TASK DIRECTIONS
Copy every line of the listing exactly.

DATA PROVIDED
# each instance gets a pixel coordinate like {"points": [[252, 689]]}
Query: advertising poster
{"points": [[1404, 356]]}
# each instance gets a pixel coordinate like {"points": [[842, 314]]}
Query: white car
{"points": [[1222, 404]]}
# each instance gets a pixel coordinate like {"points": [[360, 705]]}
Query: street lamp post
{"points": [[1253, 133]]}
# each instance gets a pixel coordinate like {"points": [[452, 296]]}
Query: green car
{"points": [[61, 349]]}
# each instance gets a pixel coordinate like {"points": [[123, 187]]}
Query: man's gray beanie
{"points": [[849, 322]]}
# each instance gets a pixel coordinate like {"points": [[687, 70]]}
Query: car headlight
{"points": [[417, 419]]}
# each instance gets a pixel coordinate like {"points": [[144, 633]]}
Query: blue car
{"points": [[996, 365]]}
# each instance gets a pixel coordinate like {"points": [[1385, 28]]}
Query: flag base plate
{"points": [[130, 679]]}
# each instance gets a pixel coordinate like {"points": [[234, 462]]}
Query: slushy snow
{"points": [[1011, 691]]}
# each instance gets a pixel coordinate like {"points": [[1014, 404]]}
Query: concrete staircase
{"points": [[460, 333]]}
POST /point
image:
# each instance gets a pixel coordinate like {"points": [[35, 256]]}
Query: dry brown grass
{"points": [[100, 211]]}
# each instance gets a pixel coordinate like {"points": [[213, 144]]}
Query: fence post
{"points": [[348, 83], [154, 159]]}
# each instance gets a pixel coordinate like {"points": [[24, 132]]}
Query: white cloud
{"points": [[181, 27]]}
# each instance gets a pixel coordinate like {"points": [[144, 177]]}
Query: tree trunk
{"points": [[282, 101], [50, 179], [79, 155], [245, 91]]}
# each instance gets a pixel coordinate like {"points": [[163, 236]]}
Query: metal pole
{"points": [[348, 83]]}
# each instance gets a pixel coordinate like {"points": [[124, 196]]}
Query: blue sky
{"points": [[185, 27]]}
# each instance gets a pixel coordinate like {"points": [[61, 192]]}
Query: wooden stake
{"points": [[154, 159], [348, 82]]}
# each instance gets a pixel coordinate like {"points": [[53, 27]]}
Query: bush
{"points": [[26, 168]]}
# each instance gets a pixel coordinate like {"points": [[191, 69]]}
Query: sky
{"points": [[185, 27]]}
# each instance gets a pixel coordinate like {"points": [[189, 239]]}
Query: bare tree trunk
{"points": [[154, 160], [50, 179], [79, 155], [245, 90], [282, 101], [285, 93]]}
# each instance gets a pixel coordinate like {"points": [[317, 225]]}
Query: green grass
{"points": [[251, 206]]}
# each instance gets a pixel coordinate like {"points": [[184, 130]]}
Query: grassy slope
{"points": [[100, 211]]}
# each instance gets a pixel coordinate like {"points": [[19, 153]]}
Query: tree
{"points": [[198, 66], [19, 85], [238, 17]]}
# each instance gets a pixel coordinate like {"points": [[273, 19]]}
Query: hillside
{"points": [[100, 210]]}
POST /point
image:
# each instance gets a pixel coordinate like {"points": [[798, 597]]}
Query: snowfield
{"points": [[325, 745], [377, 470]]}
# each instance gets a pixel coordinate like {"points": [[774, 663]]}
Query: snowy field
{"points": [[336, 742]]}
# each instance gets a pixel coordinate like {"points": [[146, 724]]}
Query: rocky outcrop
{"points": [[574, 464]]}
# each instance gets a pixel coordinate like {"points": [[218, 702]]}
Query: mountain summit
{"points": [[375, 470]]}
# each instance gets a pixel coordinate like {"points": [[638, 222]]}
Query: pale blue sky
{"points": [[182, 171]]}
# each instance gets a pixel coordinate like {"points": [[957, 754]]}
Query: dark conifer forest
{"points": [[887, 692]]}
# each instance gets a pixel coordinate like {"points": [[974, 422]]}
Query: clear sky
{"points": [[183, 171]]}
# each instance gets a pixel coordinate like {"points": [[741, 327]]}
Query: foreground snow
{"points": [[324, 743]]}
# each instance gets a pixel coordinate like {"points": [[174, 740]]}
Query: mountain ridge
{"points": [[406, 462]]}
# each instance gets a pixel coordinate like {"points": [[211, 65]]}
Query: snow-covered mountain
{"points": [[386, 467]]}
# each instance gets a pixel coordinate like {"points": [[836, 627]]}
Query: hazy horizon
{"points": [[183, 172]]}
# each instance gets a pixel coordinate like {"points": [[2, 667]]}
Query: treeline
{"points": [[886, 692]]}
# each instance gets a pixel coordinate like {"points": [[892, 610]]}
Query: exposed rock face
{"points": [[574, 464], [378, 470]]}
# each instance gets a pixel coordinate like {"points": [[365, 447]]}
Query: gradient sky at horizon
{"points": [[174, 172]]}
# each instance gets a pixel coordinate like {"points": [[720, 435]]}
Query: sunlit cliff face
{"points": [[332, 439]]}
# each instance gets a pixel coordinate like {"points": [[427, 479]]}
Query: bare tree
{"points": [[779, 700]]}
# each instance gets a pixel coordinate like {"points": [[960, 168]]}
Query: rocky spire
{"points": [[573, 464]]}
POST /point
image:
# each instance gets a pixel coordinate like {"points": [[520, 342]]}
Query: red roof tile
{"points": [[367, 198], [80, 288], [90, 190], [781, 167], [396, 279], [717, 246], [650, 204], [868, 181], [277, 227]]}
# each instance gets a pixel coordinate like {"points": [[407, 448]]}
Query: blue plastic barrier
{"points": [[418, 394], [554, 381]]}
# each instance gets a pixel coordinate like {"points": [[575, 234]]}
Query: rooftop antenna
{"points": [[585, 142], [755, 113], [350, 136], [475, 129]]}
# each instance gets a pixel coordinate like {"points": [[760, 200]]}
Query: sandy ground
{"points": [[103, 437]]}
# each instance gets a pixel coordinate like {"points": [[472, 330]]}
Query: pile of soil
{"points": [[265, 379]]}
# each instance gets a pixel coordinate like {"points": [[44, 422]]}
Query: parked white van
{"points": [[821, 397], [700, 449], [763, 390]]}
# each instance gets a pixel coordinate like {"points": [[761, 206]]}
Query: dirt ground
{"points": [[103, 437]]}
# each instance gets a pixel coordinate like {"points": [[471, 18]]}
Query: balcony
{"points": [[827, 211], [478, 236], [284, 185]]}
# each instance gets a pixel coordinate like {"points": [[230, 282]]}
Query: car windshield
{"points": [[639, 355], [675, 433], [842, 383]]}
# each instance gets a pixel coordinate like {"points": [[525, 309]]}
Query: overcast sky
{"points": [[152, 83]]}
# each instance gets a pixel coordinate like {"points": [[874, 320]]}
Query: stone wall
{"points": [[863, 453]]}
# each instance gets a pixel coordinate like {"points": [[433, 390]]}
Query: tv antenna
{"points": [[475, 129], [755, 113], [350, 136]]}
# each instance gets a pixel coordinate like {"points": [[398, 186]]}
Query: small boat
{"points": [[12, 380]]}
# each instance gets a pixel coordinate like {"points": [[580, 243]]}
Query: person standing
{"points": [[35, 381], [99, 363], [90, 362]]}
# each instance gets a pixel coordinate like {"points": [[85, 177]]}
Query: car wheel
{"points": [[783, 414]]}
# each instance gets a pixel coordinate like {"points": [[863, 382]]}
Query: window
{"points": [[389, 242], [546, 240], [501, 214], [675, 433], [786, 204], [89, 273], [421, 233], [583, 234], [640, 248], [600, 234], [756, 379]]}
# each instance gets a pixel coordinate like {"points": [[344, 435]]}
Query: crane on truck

TASK OUTPUT
# each instance gets a pixel coordinate like {"points": [[252, 689]]}
Query: advertising poster
{"points": [[1404, 356]]}
# each instance gets a pixel coordinate like {"points": [[842, 314]]}
Query: white car
{"points": [[1222, 404]]}
# each instance gets a pixel coordinate like {"points": [[360, 705]]}
Query: street lamp post
{"points": [[1253, 133]]}
# each instance gets a pixel coordinate like {"points": [[452, 296]]}
Query: green car
{"points": [[61, 349]]}
# each instance gets a pixel coordinate like {"points": [[123, 187]]}
Query: man's gray beanie
{"points": [[849, 322]]}
# each instance gets a pixel coordinate like {"points": [[687, 70]]}
Query: car headlight
{"points": [[417, 419]]}
# each instance gets a pixel coordinate like {"points": [[144, 633]]}
Query: blue car
{"points": [[996, 365]]}
# each instance gets a pixel coordinate like {"points": [[1385, 28]]}
Query: flag base plate
{"points": [[130, 679]]}
# each instance gets a pixel coordinate like {"points": [[234, 462]]}
Query: slushy snow
{"points": [[1011, 691]]}
# each instance gets a pixel coordinate like {"points": [[1014, 404]]}
Query: concrete staircase
{"points": [[460, 333]]}
POST /point
image:
# each instance gets a pixel coordinate like {"points": [[35, 256]]}
Query: dry brown grass
{"points": [[100, 211]]}
# each instance gets a pixel coordinate like {"points": [[213, 144]]}
Query: fence post
{"points": [[348, 83], [154, 159]]}
# each instance gets a pixel coordinate like {"points": [[24, 132]]}
Query: white cloud
{"points": [[181, 27]]}
# each instance gets a pixel coordinate like {"points": [[144, 177]]}
Query: tree trunk
{"points": [[282, 101], [50, 179], [79, 155], [245, 91]]}
# each instance gets a pixel coordinate like {"points": [[163, 236]]}
Query: metal pole
{"points": [[348, 83]]}
# each instance gets a pixel coordinate like {"points": [[124, 196]]}
Query: blue sky
{"points": [[185, 27]]}
# each instance gets a pixel coordinate like {"points": [[61, 192]]}
Query: wooden stake
{"points": [[154, 159], [348, 82]]}
# each instance gets a pixel coordinate like {"points": [[53, 27]]}
Query: bush
{"points": [[26, 168]]}
# each instance gets a pixel coordinate like {"points": [[191, 69]]}
Query: sky
{"points": [[185, 27]]}
# each instance gets a pixel coordinate like {"points": [[189, 239]]}
Query: bare tree trunk
{"points": [[154, 160], [50, 179], [79, 155], [245, 90], [282, 101], [285, 93]]}
# each instance gets a pixel coordinate like {"points": [[317, 225]]}
Query: green grass
{"points": [[251, 206]]}
# each instance gets a pixel coordinate like {"points": [[184, 130]]}
Query: grassy slope
{"points": [[100, 211]]}
# each instance gets a pixel coordinate like {"points": [[19, 153]]}
Query: tree
{"points": [[198, 66], [19, 85], [238, 17]]}
# each instance gets a pixel coordinate like {"points": [[273, 19]]}
Query: hillside
{"points": [[100, 210]]}
POST /point
image:
# each instance gets a pixel coordinate like {"points": [[798, 597]]}
Query: snowfield
{"points": [[325, 745], [377, 470]]}
# each instance gets a pixel coordinate like {"points": [[774, 663]]}
Query: snowy field
{"points": [[336, 742]]}
# each instance gets a pixel coordinate like {"points": [[146, 724]]}
Query: rocky outcrop
{"points": [[574, 464]]}
# each instance gets a pixel coordinate like {"points": [[218, 702]]}
Query: mountain summit
{"points": [[375, 470]]}
# each instance gets a pixel coordinate like {"points": [[638, 222]]}
Query: pale blue sky
{"points": [[182, 171]]}
# each instance gets a pixel coordinate like {"points": [[957, 754]]}
Query: dark conifer forest
{"points": [[887, 692]]}
# each instance gets a pixel coordinate like {"points": [[974, 422]]}
Query: clear sky
{"points": [[183, 171]]}
# each instance gets a pixel coordinate like {"points": [[741, 327]]}
Query: foreground snow
{"points": [[324, 743]]}
# each instance gets a pixel coordinate like {"points": [[174, 740]]}
Query: mountain ridge
{"points": [[406, 462]]}
# each instance gets a pixel coordinate like {"points": [[211, 65]]}
Query: snow-covered mountain
{"points": [[386, 467]]}
# each instance gets a pixel coordinate like {"points": [[836, 627]]}
Query: hazy horizon
{"points": [[183, 172]]}
# each instance gets a pixel coordinate like {"points": [[2, 667]]}
Query: treeline
{"points": [[886, 692]]}
# each instance gets a pixel coordinate like {"points": [[892, 610]]}
Query: exposed rock face
{"points": [[574, 464], [378, 470]]}
# each instance gets a pixel coordinate like {"points": [[365, 447]]}
Query: gradient sky at horizon
{"points": [[174, 172]]}
# each instance gets a pixel coordinate like {"points": [[720, 435]]}
Query: sunlit cliff face
{"points": [[332, 439]]}
# each instance gets a pixel coordinate like {"points": [[427, 479]]}
Query: bare tree
{"points": [[779, 700]]}
# each instance gets a pixel coordinate like {"points": [[960, 168]]}
Query: rocky spire
{"points": [[573, 464]]}
POST /point
image:
# each instance gets a pixel coordinate like {"points": [[520, 342]]}
Query: red roof tile
{"points": [[367, 198], [80, 288], [90, 190], [781, 167], [396, 279], [717, 246], [650, 204], [868, 181], [277, 227]]}
# each instance gets a pixel coordinate like {"points": [[407, 448]]}
Query: blue plastic barrier
{"points": [[418, 394], [554, 381]]}
# each instance gets a pixel coordinate like {"points": [[575, 234]]}
Query: rooftop antenna
{"points": [[585, 142], [755, 113], [350, 136], [475, 129]]}
# each instance gets a pixel coordinate like {"points": [[760, 200]]}
Query: sandy ground
{"points": [[103, 437]]}
# each instance gets a pixel coordinate like {"points": [[472, 330]]}
Query: pile of soil
{"points": [[265, 379]]}
# each instance gets a pixel coordinate like {"points": [[44, 422]]}
Query: parked white van
{"points": [[821, 397], [700, 449], [763, 390]]}
# each instance gets a pixel coordinate like {"points": [[761, 206]]}
Query: dirt ground
{"points": [[103, 437]]}
# each instance gets a pixel coordinate like {"points": [[471, 18]]}
Query: balcony
{"points": [[827, 211], [478, 236], [284, 185]]}
# each instance gets a pixel coordinate like {"points": [[230, 282]]}
Query: car windshield
{"points": [[639, 355], [675, 433], [842, 383]]}
# each instance gets a pixel coordinate like {"points": [[525, 309]]}
Query: overcast sky
{"points": [[152, 83]]}
# each instance gets a pixel coordinate like {"points": [[874, 320]]}
Query: stone wall
{"points": [[863, 453]]}
# each instance gets a pixel coordinate like {"points": [[433, 390]]}
Query: tv antenna
{"points": [[475, 129], [755, 113], [350, 136]]}
# each instance gets a pixel coordinate like {"points": [[398, 186]]}
Query: small boat
{"points": [[12, 380]]}
# each instance gets a pixel coordinate like {"points": [[580, 243]]}
Query: person standing
{"points": [[35, 381], [99, 363], [90, 362]]}
# each instance gets a pixel coordinate like {"points": [[85, 177]]}
Query: car wheel
{"points": [[783, 414]]}
# each instance gets a pixel coordinate like {"points": [[863, 382]]}
Query: window
{"points": [[389, 242], [546, 240], [501, 214], [675, 433], [786, 204], [89, 273], [421, 233], [583, 234], [640, 248], [600, 234], [756, 379]]}
# each instance gets a pixel coordinate like {"points": [[344, 435]]}
Query: crane on truck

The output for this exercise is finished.